** HOW TO COMPLETE THIS TASK **
Each line of the material below needs to be returned exactly as written.

** DATA LISTING **

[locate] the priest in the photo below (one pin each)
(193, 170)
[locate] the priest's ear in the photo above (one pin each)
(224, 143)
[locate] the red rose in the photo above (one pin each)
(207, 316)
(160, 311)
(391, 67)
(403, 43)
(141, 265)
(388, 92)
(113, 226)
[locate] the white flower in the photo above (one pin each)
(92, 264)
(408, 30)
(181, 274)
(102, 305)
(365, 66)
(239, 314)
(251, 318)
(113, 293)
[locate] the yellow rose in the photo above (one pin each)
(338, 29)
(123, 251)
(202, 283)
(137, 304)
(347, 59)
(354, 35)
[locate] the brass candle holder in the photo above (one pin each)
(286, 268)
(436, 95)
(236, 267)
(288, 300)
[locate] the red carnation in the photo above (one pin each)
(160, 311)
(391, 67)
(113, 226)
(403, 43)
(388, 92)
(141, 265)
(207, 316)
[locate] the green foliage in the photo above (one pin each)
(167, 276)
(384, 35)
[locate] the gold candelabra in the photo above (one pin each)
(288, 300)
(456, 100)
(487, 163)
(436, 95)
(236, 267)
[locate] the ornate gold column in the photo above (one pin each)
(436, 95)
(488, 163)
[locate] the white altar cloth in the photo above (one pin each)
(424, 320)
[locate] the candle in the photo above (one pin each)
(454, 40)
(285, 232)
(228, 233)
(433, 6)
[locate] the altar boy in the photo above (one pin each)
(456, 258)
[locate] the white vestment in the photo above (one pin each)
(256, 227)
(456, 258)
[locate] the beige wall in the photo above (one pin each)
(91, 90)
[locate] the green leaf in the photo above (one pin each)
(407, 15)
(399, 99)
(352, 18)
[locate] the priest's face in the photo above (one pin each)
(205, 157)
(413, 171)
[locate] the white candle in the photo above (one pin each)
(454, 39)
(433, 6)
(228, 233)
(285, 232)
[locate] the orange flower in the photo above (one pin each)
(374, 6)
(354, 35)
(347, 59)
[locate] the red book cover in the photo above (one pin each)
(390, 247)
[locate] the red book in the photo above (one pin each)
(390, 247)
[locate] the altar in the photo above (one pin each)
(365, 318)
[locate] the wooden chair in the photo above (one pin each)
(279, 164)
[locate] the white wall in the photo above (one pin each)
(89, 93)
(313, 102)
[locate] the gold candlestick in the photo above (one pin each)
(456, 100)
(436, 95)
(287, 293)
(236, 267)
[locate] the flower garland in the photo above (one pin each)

** RESPONSE TO THE EXERCISE **
[locate] the priest in the photo below (one pin each)
(193, 170)
[locate] the priest's ear in the photo above (one pin each)
(224, 143)
[locate] the red rose in the photo above (one pin each)
(207, 316)
(160, 311)
(391, 67)
(403, 43)
(141, 265)
(388, 92)
(113, 226)
[locate] the white flower in the photo above (one pin each)
(92, 264)
(408, 30)
(181, 274)
(102, 305)
(365, 66)
(239, 314)
(251, 318)
(113, 293)
[locate] the yellow rose in the photo above (one pin each)
(338, 29)
(123, 251)
(202, 283)
(137, 304)
(347, 59)
(354, 35)
[locate] the brass candle holder in the photo above (one pin each)
(286, 268)
(436, 95)
(236, 267)
(288, 300)
[locate] the red carnation in the photo above (one pin each)
(160, 311)
(391, 67)
(113, 226)
(403, 43)
(388, 92)
(141, 265)
(207, 316)
[locate] the green foliage in the photo above (one pin each)
(167, 276)
(384, 35)
[locate] the gold candelabra in the photo above (one pin each)
(288, 300)
(456, 100)
(487, 163)
(436, 95)
(236, 267)
[locate] the ornate gold column in the photo above (one pin each)
(436, 95)
(488, 163)
[locate] the white altar cloth in the photo above (one pin each)
(424, 320)
[locate] the candle in the photo above (one pin each)
(454, 40)
(285, 232)
(228, 233)
(433, 6)
[locate] the altar boy in the photo above (one pin each)
(456, 258)
[locate] the white vestment in the photo above (one pin each)
(256, 227)
(456, 258)
[locate] the beige wall in the photo above (one pin each)
(91, 90)
[locate] the green leaf in the photo above (one pin each)
(407, 15)
(399, 99)
(352, 18)
[locate] the priest's face in the photo above (one pin each)
(205, 157)
(413, 171)
[locate] the white candle in the photo above (one pin each)
(454, 39)
(433, 6)
(228, 233)
(285, 232)
[locate] the orange flower in the photo above (one pin each)
(374, 6)
(354, 35)
(347, 59)
[locate] the red book cover in the photo above (one pin each)
(390, 247)
[locate] the red book in the photo above (one pin each)
(390, 247)
[locate] the altar in the photo above (one pin each)
(365, 318)
[locate] the wooden chair in the photo above (one pin each)
(279, 164)
[locate] the white wall in the photo above (one pin each)
(89, 93)
(313, 102)
[locate] the gold candlestick in the photo above (one pin each)
(456, 100)
(436, 95)
(287, 293)
(236, 267)
[locate] the flower garland in the photo above (one pin each)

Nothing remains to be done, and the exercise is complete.